--- Document text ---
Overwhelmed, Not Overcome

Today’s Verse:

Therefore is my spirit overwhelmed within me; my heart within me is desolate. ~Psalm 143:4


Psalm 143 was written by David when he was running either from Saul or from Absalom. It is one of several psalms that vividly describes David’s soul life when he was at a very dark and low spot in his life. Trials bring out the best or worst in us. They bring us closer to God or show how far away we are from God. They move us to pray or move us to be pragmatic. When we are in a severe trial, we feel overwhelmed. David was overwhelmed, but he was not overcome.

We see his misery.

David described to us, in no uncertain terms, the feeling of being overwhelmed. “The enemy hath persecuted my soul;” “he hath smitten my life down to the ground; he hath made me to dwell in darkness;” “my soul thirsteth after thee, as a thirsty land;” “my spirit faileth.” In v. 4, David said that he was overwhelmed in spirit. Being overwhelmed is when you are over your head in trouble. It is when what is happening to you is more than you feel you can handle. You are beaten down, broken, and bleeding out. David was scared, suffering, and sliding. He was miserable and overwhelmed.
---
▶ **Work instructions**:
(A) Drawing only on the devotional about Psalm 143, explain in one to three sentences what it means to be overwhelmed.
(B) According to the Psalm 143 devotional, whom was David running from when he wrote this psalm?
(C) Carry on the Psalm 143 devotional past its final sentence.
--- Given data ---
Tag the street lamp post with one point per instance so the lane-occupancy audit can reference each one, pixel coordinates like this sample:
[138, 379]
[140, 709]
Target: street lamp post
---
▶ **Answers for this exercise**:
(A) Being overwhelmed means being over your head in trouble, when what is happening to you is more than you feel you can handle. You are beaten down, broken, and bleeding out.

(B) He was running either from Saul or from Absalom.

(C)
We see his meditation.

“I remember the days of old; I meditate on all thy works; I muse on the work of thy hands.” He meditated on all of God’s works and the work of His hands. I think this included God’s work of creation; God’s sovereignty in the universe; the development of life in the womb; and the majesty of God as seen in the oceans, the mighty rivers, the orbit of the planets, the mountains that reach into the sky, and the nature of animals. He remembered how God worked in his life when he was a boy caring for his father’s sheep in the hills of Bethlehem, when anointed as king, when victorious over Goliath and the Philistines, and previous times when God delivered him out of the hand of Saul. One of the ways we can overcome being overwhelmed is by remembering what God has done.

We see his motion.

“I stretch forth my hands unto thee: my soul thirsteth after thee, as a thirsty land. Selah.” David went to prayer. The stretching forth of the hands is a beautiful symbol of coming boldly to the throne of grace for help in time of need. David prayed with fervency. David prayed in faith. David prayed for mercy. David prayed in desperation. David prayed in utter dependence upon God. David gave us a pattern for how to pray and move the hand of God to answer us. He came as a son asking his father for bread or a fish. He did not expect to receive a stone or a serpent. He knew that his heavenly Father gives good things to them that ask of Him. Prayer should be always be our first resort and not our last.

We see his meekness.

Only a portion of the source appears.